## Given exercise
Gather each line in the records below that contains the word "dark".

## Records from an annotation dataset
--- BEGIN ---

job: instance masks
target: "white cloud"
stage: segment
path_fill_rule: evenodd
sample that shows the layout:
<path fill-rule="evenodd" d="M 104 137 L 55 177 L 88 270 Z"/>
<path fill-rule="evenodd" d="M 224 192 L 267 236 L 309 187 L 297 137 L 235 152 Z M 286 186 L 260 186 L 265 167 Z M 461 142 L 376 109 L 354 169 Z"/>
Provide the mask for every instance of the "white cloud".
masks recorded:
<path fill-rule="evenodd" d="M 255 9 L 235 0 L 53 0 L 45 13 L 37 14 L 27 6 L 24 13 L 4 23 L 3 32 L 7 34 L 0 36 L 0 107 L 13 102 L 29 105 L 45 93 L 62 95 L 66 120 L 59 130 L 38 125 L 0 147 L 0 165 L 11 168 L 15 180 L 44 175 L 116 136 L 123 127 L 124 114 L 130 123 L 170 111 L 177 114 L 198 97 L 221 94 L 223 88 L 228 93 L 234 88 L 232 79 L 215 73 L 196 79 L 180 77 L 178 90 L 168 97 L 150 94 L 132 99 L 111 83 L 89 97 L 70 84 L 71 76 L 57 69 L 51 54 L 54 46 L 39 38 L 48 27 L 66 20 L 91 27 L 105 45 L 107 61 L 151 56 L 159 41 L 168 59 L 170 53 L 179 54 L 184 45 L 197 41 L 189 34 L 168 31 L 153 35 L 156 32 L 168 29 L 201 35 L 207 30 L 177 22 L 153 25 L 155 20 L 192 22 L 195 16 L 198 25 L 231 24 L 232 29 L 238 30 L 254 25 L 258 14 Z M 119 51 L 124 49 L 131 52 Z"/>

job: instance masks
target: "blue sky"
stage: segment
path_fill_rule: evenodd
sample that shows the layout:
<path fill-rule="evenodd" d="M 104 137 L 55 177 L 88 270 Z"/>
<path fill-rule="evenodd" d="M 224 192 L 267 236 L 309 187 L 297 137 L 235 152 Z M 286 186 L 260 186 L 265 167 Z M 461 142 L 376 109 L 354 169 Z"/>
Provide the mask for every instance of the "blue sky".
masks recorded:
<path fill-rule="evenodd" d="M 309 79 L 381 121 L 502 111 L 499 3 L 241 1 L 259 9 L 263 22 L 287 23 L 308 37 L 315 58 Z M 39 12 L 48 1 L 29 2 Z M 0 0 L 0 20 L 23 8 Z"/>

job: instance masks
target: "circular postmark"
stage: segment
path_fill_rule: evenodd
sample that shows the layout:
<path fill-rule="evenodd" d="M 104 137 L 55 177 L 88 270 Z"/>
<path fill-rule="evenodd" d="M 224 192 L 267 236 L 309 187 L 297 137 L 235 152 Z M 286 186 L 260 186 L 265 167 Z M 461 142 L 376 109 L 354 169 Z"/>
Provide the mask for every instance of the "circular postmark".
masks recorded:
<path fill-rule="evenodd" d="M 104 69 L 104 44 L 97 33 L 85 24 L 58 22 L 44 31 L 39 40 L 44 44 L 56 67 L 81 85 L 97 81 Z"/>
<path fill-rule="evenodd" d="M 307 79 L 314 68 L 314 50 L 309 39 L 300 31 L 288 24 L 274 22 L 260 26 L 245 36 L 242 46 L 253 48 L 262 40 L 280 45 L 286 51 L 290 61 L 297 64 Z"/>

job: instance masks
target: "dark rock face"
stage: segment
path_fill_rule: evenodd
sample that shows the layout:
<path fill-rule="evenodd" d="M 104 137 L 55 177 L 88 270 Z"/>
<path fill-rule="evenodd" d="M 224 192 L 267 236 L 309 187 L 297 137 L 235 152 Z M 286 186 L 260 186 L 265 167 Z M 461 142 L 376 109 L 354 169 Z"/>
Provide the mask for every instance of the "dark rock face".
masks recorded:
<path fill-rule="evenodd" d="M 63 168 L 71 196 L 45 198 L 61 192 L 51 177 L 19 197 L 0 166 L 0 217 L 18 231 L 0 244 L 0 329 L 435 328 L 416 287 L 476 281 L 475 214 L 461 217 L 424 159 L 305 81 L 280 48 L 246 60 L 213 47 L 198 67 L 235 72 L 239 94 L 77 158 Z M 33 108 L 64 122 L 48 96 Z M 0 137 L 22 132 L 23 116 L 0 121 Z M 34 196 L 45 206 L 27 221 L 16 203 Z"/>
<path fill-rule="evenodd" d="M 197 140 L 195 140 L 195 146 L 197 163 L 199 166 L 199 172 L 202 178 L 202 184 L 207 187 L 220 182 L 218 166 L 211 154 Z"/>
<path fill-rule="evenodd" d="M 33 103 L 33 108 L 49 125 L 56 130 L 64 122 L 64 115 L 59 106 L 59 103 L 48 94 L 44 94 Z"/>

--- END ---

## Worked answer
target: "dark rock face"
Provide the mask for every instance of the "dark rock face".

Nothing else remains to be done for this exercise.